## [Selected text]
Leaders of Albuquerque-area health systems on Monday said they weren’t quite ready to embrace the CDC’s new guidelines for fully vaccinated people — but guidance for vaccinated New Mexicans may be coming soon.
The CDC on Monday released public health recommendations for fully vaccinated people, which include that they can congregate with each other.
The recommendations come as a growing number of New Mexicans have received the COVID-19 vaccine, and there is a declining number of COVID cases in the state. New Mexico reported 126 new COVID cases and three additional deaths on Monday, which was the smallest number of deaths in a day since late October.
During a teleconference Monday, top physicians at Albuquerque-area hospitals said they will meet together Tuesday to discuss a consistent message for New Mexicans who have received their COVID-19 vaccine. The CDC’s new recommendations say that after getting vaccinated, people can gather indoors without masks or physical distancing with other vaccinated people, or unvaccinated people in limited circumstances.
The CDC is advising that people continue to wear masks and physically distance in public places even after being vaccinated.
Dr. Rohini McKee, the chief quality and safety officer for University of New Mexico Hospital, urged all people to continue wearing masks and avoiding indoor gatherings.
“To stop those behaviors now would be like stopping at the 24th mile of the marathon. We don’t want to do that,” she said. “We have all sacrificed so much to get here, so we urge you to hang in there a little bit longer.”
The demand for vaccines currently far outweighs the supply, leaving most people waiting.

Natural-language object grounding data
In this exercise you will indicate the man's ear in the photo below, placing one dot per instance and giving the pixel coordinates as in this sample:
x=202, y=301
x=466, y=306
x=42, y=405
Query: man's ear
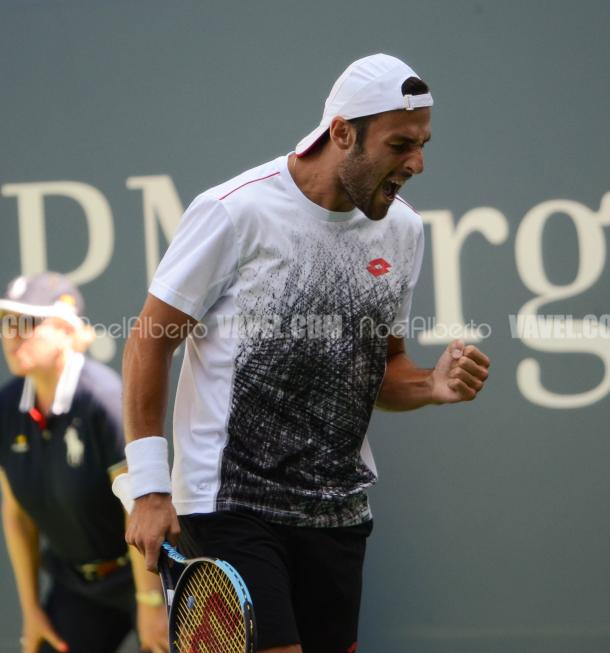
x=342, y=133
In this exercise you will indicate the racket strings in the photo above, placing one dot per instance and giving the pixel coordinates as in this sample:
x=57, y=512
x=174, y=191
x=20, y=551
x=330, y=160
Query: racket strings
x=209, y=614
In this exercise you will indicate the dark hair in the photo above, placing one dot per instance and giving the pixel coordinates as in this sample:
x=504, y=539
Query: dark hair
x=411, y=86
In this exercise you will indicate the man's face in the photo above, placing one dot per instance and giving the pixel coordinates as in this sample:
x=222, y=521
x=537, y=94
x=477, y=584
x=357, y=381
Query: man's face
x=33, y=345
x=391, y=154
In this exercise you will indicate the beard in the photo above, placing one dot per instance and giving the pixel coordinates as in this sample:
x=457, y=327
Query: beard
x=356, y=178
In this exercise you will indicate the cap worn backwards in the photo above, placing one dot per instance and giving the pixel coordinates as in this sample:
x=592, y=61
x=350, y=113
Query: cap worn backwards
x=48, y=294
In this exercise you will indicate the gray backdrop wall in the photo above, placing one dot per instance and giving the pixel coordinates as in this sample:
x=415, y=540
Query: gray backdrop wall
x=492, y=529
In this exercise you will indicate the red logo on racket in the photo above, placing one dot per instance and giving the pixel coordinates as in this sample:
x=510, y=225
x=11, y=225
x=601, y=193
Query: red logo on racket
x=377, y=267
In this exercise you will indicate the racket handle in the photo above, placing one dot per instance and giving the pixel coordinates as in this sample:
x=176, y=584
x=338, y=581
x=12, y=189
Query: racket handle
x=173, y=553
x=122, y=490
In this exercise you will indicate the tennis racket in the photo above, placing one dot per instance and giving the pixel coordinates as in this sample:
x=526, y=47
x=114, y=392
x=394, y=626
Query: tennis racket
x=208, y=604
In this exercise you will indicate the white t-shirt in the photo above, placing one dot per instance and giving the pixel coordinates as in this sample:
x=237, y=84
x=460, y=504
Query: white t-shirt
x=280, y=378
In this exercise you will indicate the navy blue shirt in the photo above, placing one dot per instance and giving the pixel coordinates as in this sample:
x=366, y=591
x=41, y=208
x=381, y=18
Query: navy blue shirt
x=58, y=465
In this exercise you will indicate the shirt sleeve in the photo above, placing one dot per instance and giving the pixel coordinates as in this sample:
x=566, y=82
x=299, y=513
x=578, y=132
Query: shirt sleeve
x=109, y=426
x=201, y=261
x=404, y=310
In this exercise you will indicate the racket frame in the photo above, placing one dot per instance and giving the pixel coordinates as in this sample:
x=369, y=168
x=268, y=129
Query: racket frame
x=173, y=583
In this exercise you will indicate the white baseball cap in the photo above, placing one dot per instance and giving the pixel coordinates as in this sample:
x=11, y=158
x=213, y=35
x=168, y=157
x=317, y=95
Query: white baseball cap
x=368, y=86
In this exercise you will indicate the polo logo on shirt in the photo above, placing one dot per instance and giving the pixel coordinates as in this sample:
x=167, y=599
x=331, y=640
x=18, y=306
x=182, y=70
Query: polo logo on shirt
x=75, y=448
x=378, y=266
x=21, y=444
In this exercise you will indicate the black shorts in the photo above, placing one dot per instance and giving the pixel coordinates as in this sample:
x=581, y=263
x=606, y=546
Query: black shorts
x=305, y=583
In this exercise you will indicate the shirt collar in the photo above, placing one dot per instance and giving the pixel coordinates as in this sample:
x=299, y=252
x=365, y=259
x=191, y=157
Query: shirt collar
x=66, y=387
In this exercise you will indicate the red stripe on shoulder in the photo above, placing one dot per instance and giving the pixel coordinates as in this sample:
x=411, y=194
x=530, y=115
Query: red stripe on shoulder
x=407, y=204
x=252, y=181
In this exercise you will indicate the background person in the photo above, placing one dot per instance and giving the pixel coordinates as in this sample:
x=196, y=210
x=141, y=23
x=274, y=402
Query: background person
x=61, y=443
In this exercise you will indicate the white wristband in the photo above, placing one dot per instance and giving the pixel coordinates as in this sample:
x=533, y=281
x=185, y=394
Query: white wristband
x=148, y=466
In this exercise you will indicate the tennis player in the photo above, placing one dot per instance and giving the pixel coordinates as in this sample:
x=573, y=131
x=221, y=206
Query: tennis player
x=294, y=282
x=61, y=443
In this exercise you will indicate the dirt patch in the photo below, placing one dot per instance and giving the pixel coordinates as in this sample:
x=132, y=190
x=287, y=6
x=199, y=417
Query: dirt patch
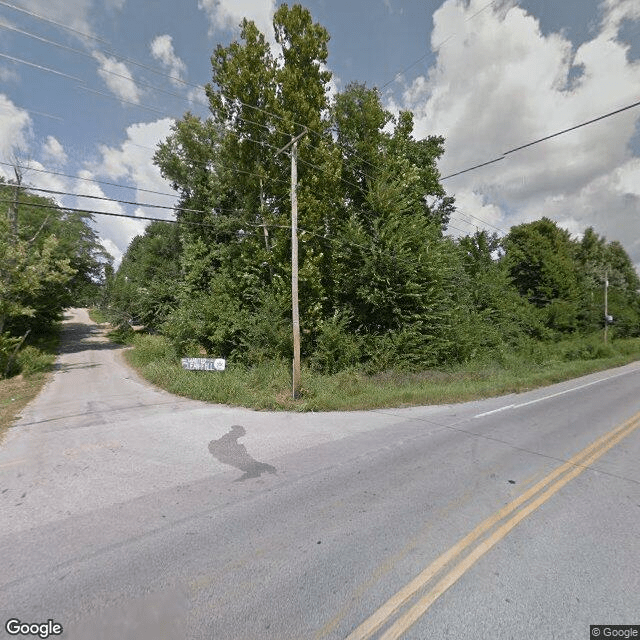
x=15, y=394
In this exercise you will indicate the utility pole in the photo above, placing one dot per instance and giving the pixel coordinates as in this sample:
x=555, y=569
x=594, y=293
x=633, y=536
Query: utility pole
x=295, y=314
x=606, y=309
x=12, y=212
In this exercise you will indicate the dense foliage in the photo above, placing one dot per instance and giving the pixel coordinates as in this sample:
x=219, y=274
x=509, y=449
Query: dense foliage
x=381, y=286
x=49, y=259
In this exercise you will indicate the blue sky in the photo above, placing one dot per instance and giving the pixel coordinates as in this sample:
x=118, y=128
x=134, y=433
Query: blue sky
x=509, y=71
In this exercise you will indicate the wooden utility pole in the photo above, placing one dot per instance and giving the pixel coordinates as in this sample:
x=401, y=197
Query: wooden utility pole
x=12, y=211
x=295, y=314
x=606, y=308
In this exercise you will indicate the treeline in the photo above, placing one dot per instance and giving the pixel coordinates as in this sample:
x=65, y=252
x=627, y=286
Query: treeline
x=381, y=286
x=50, y=259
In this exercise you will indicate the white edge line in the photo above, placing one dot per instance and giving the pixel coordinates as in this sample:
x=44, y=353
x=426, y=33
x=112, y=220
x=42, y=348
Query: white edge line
x=554, y=395
x=488, y=413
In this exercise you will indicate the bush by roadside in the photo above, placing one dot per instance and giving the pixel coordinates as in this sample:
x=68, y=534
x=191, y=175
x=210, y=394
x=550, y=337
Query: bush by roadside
x=267, y=385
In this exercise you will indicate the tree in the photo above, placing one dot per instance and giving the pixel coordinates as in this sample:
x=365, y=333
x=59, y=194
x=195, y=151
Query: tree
x=542, y=261
x=49, y=259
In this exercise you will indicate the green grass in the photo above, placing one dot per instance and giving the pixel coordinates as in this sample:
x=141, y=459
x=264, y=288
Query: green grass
x=267, y=386
x=35, y=362
x=98, y=316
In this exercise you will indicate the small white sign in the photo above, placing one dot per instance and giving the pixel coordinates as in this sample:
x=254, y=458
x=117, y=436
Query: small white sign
x=204, y=364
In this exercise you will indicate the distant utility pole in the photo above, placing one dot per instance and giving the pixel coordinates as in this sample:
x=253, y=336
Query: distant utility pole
x=295, y=315
x=12, y=212
x=606, y=309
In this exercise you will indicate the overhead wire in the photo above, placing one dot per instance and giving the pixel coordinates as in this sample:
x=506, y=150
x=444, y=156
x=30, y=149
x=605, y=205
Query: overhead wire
x=435, y=49
x=50, y=21
x=202, y=87
x=545, y=138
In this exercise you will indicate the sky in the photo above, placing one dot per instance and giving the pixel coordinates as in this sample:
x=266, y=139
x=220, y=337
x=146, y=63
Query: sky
x=80, y=100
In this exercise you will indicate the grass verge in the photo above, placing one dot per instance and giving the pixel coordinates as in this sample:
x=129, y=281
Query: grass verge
x=36, y=362
x=268, y=386
x=98, y=316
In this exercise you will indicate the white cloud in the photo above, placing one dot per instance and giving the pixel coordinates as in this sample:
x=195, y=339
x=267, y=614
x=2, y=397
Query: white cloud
x=70, y=13
x=198, y=96
x=118, y=78
x=8, y=75
x=132, y=163
x=113, y=232
x=227, y=14
x=53, y=151
x=162, y=50
x=15, y=131
x=500, y=83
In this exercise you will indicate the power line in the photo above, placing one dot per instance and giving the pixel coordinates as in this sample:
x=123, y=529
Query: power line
x=142, y=83
x=41, y=67
x=436, y=49
x=38, y=113
x=50, y=21
x=92, y=197
x=539, y=140
x=74, y=177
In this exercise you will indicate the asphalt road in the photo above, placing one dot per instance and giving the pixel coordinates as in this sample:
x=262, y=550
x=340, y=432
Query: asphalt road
x=129, y=513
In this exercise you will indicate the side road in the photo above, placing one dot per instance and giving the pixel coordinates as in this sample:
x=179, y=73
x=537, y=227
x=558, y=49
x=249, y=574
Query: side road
x=126, y=512
x=99, y=435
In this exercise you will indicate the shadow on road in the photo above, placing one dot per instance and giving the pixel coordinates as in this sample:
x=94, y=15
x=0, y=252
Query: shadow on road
x=77, y=336
x=229, y=451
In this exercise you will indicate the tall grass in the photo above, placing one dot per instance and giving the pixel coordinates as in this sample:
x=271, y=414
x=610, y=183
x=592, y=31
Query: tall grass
x=268, y=385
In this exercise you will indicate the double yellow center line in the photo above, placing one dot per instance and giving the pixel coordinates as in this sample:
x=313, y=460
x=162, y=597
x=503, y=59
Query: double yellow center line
x=535, y=497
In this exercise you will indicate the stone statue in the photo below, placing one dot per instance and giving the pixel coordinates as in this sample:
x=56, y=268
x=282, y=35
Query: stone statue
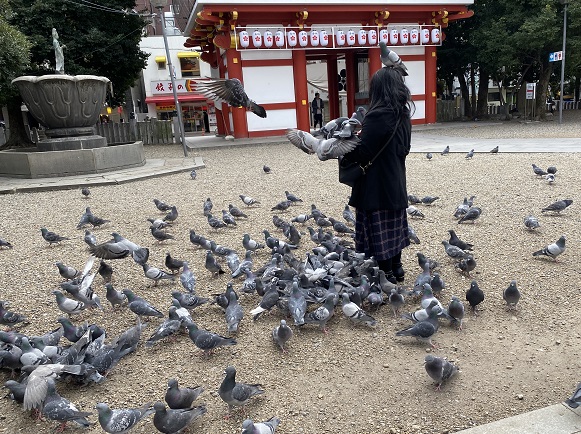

## [Required work]
Print the part of the article on the CDC guidelines for vaccinated people that opens with the words containing "Leaders of Albuquerque-area" and closes with "be coming soon.".

## [Solution for this task]
Leaders of Albuquerque-area health systems on Monday said they weren’t quite ready to embrace the CDC’s new guidelines for fully vaccinated people — but guidance for vaccinated New Mexicans may be coming soon.